TRECHO DO TEXTO —
>>>>>

Infelizmente, nos EUA neste momento não há garantia de que não vai mais acontecer

Aluno acende vela em uma das 17 cruzes colocadas pelos colegas das vítimas do ataque à escola Marjory Stoneman Douglas, em Parkland, na Flórida
Aluno acende vela em uma das 17 cruzes colocadas pelos colegas das vítimas do ataque à escola Marjory Stoneman Douglas, em Parkland, na Flórida - Gerald Herbert/Associated Press
LISA HAMP
Washington Post

Quando você sobrevive a uma chacina, sua vida muda rapidamente. Para mim, há quase 11 anos na Virginia Tech, ela mudou no instante em que ouvi os tiros.

E quando escutei a notícia na última quarta-feira (14) sobre o tiroteio em uma escola de Parkland, na Flórida, os sentimentos que eu tive durante e depois da Virginia  Tech voltaram imediatamente.

Houve centenas e centenas de outros tiroteios desde aquele, e 17 em escolas só neste ano, como foi documentado pelo grupo beneficente Everytown for Gun Safety, que atua pela segurança nas escolas.

Os sobreviventes que não sofreram ferimentos físicos nesses tiroteios são muitas vezes considerados pessoas de sorte. E nós tivemos muita sorte. Mas isso não quer dizer que a vida após uma chacina seja fácil ou normal. Não é. Temos dificuldades, e uma jornada de recuperação que não pode ser vista, apenas sentida.

Em nosso campus em Blacksburg, no Estado da Virgínia, minhas colegas e eu construímos uma barricada para impedir que o atirador entrasse. As balas atravessaram nossa porta e o atirador tentou entrar, mas nós conseguimos impedi-lo até que a polícia chegou.

Quando o atirador disparou, em segundos meu corpo entrou no modo lutar-ou-fugir. Os tiros pararam, mas meu cérebro continuou se perguntando: quando é seguro? A polícia já chegou? O atirador está preso? Ele está morto?

É isso que aguarda agora os sobreviventes do colégio Marjory Stoneman Douglas, na Flórida.

Antes do tiroteio, eu não pensava muito em minha segurança no mercadinho, na igreja ou no cinema. Quando ocorria um ataque a tiros, eu ouvia a respeito no noticiário e pensava em minha segurança pessoal durante um dia ou dois, mas depois isso saía da minha cabeça. (Sim, 11 anos atrás os ataques a tiros eram menos mortíferos.)

Mas depois da chacina na Virginia  Tech eu pensava sobre segurança em todo lugar aonde ia. Analisava muito bem onde devia me sentar no cinema ou na igreja, de acordo com meu plano de fuga. Meus olhos percorriam todo mundo ao redor, procurando um comportamento estranho. Meus ouvidos podiam escutar um alfinete cair.

Eu continuei no estado de lutar-ou-fugir durante meses. E sempre queria saber: quando será seguro novamente? Ou, na verdade, quando eu me sentirei segura de novo? Em alguns segundos, a sensação de segurança que eu sempre tive foi arrancada, substituída por medo, tristeza, solidão e insegurança. Descobrir como lidar com esses sentimentos enquanto recuperava a sensação de segurança, sem empurrar tudo e todos para longe, é desafiador, para dizer o mínimo.

<<<<<

DADOS COLETADOS —

>>>>>

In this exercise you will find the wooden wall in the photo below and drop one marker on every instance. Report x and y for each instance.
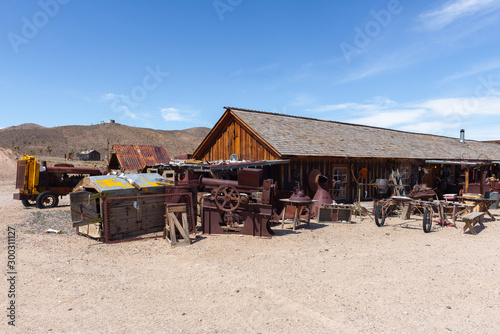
(235, 139)
(286, 175)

<<<<<

INSTRUÇÃO DE TRABALHO 1 — Resuma o trecho do texto em duas frases.
INSTRUÇÃO DE TRABALHO 2 — De acordo com o trecho do texto, quantos tiroteios em escolas o grupo Everytown for Gun Safety documentou só neste ano?

RESULTADO 1 — A narradora, sobrevivente da chacina na Virginia Tech ocorrida há quase 11 anos, conta que a notícia do tiroteio em uma escola de Parkland, na Flórida, trouxe de volta os sentimentos que teve durante e depois daquele ataque, quando ela e as colegas barricaram a porta até a chegada da polícia. Ela afirma que sobreviventes sem ferimentos físicos enfrentam uma recuperação que não pode ser vista, e descreve ter passado meses em estado de lutar-ou-fugir, avaliando a segurança em todo lugar e tentando recuperar a sensação de estar segura.

RESULTADO 2 — 17 tiroteios em escolas.